■ Goal ■
Copy all of the material below line for line, without changing a single character.

■ Records to use ■
* Begin *

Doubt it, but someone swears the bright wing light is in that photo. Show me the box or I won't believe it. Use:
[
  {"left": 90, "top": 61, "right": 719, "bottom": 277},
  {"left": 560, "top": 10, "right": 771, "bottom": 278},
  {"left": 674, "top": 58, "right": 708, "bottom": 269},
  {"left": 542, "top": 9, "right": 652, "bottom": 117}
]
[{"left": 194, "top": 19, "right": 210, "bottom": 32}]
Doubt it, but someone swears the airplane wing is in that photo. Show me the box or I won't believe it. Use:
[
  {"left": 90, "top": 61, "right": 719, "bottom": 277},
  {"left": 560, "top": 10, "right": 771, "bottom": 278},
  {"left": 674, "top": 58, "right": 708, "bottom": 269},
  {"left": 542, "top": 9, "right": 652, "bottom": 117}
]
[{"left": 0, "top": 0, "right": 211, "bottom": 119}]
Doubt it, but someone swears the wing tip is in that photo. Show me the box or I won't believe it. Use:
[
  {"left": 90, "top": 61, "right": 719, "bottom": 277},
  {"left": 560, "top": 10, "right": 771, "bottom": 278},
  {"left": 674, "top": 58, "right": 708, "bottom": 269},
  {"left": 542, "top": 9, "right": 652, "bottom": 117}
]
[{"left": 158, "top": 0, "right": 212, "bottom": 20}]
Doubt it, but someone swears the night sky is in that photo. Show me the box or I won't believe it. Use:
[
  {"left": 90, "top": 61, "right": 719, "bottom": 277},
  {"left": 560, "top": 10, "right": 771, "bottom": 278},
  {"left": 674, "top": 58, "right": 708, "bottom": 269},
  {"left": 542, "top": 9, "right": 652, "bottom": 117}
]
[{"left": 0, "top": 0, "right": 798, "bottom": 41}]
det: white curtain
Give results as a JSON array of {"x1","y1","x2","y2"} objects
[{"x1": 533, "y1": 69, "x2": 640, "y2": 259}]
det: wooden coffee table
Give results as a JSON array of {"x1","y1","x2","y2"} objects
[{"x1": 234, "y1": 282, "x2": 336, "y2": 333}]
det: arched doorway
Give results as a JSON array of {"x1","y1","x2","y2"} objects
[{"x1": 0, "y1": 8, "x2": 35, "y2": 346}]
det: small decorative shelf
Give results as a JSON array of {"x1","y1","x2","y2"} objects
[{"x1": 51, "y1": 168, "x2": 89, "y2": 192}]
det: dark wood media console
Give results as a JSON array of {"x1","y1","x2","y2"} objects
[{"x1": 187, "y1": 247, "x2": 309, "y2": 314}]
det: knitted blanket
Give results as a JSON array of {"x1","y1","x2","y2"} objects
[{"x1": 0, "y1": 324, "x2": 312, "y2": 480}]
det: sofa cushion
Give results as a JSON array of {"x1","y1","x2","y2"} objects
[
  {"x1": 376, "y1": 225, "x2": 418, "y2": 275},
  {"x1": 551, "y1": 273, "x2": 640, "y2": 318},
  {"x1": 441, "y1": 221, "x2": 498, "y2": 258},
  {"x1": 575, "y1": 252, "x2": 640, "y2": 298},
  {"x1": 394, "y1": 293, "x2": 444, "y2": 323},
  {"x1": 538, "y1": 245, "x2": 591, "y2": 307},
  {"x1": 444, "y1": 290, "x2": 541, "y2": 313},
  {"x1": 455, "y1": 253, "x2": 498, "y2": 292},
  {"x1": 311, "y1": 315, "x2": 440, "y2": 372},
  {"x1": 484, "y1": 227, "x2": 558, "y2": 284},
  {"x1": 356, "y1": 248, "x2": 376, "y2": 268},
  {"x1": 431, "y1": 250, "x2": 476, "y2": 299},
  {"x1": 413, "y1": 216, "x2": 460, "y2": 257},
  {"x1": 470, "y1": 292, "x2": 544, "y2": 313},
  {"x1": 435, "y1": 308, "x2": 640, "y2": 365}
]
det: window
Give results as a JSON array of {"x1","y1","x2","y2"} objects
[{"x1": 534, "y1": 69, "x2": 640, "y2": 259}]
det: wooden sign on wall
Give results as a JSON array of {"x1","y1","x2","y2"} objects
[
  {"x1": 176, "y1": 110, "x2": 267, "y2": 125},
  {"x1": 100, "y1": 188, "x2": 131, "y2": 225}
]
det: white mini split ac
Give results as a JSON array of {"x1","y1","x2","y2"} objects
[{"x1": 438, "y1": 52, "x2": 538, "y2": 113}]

* End *

■ Complete output ■
Doubt it, but someone swears the bright wing light is in that photo. Show me the box or I won't believe it. Use:
[
  {"left": 90, "top": 61, "right": 719, "bottom": 277},
  {"left": 560, "top": 10, "right": 771, "bottom": 278},
  {"left": 674, "top": 58, "right": 708, "bottom": 269},
  {"left": 542, "top": 9, "right": 652, "bottom": 117}
]
[{"left": 194, "top": 19, "right": 210, "bottom": 32}]
Doubt it, but someone swears the airplane wing is in that photo. Show me the box or I won't believe it. Use:
[
  {"left": 90, "top": 61, "right": 719, "bottom": 277},
  {"left": 560, "top": 10, "right": 771, "bottom": 278},
  {"left": 674, "top": 58, "right": 708, "bottom": 269},
  {"left": 542, "top": 9, "right": 652, "bottom": 117}
]
[{"left": 0, "top": 0, "right": 211, "bottom": 119}]
Doubt it, but someone swears the wing tip is in that photo. Show me the box or I won't believe it. Use:
[
  {"left": 90, "top": 61, "right": 719, "bottom": 277},
  {"left": 560, "top": 10, "right": 771, "bottom": 278},
  {"left": 674, "top": 58, "right": 708, "bottom": 269},
  {"left": 542, "top": 9, "right": 652, "bottom": 117}
]
[{"left": 158, "top": 0, "right": 212, "bottom": 20}]
Doubt it, but someone swears the night sky is in that photo. Show me the box or I won't believe it. Use:
[
  {"left": 90, "top": 61, "right": 719, "bottom": 277},
  {"left": 560, "top": 10, "right": 771, "bottom": 278},
  {"left": 674, "top": 58, "right": 708, "bottom": 269},
  {"left": 542, "top": 9, "right": 652, "bottom": 117}
]
[{"left": 0, "top": 0, "right": 798, "bottom": 41}]
det: white curtain
Give results as a JSON array of {"x1","y1","x2","y2"} objects
[{"x1": 533, "y1": 69, "x2": 640, "y2": 259}]
det: wooden coffee table
Give results as a JSON array of {"x1","y1","x2","y2"} objects
[{"x1": 234, "y1": 282, "x2": 336, "y2": 333}]
det: arched doorway
Give results as a JSON array of {"x1","y1","x2","y2"} objects
[{"x1": 0, "y1": 8, "x2": 35, "y2": 346}]
det: small decorative shelf
Give results as a JSON array of {"x1","y1","x2","y2"} objects
[{"x1": 51, "y1": 168, "x2": 89, "y2": 192}]
det: dark wood media console
Give results as a JSON array of {"x1","y1","x2","y2"} objects
[{"x1": 187, "y1": 247, "x2": 309, "y2": 314}]
det: knitted blanket
Give results as a JSON array of {"x1","y1","x2","y2"} objects
[{"x1": 0, "y1": 324, "x2": 312, "y2": 480}]
det: sofa cushion
Give results as a JSON array of {"x1","y1","x2","y2"} objects
[
  {"x1": 376, "y1": 225, "x2": 418, "y2": 275},
  {"x1": 551, "y1": 273, "x2": 640, "y2": 318},
  {"x1": 441, "y1": 221, "x2": 498, "y2": 258},
  {"x1": 575, "y1": 252, "x2": 640, "y2": 298},
  {"x1": 394, "y1": 293, "x2": 444, "y2": 323},
  {"x1": 538, "y1": 245, "x2": 591, "y2": 307},
  {"x1": 444, "y1": 290, "x2": 541, "y2": 313},
  {"x1": 455, "y1": 253, "x2": 498, "y2": 292},
  {"x1": 311, "y1": 315, "x2": 440, "y2": 372},
  {"x1": 484, "y1": 227, "x2": 558, "y2": 284},
  {"x1": 356, "y1": 248, "x2": 376, "y2": 268},
  {"x1": 431, "y1": 250, "x2": 476, "y2": 299},
  {"x1": 413, "y1": 216, "x2": 460, "y2": 257},
  {"x1": 470, "y1": 292, "x2": 544, "y2": 313},
  {"x1": 435, "y1": 308, "x2": 640, "y2": 365}
]
det: window
Give results as a JSON array of {"x1","y1","x2","y2"} objects
[{"x1": 534, "y1": 69, "x2": 640, "y2": 259}]
det: wooden sign on wall
Give results as a JSON array of {"x1","y1","x2","y2"} objects
[
  {"x1": 176, "y1": 110, "x2": 267, "y2": 125},
  {"x1": 100, "y1": 188, "x2": 131, "y2": 225}
]
det: white mini split ac
Give results as a JSON array of {"x1","y1","x2","y2"} objects
[{"x1": 438, "y1": 52, "x2": 538, "y2": 113}]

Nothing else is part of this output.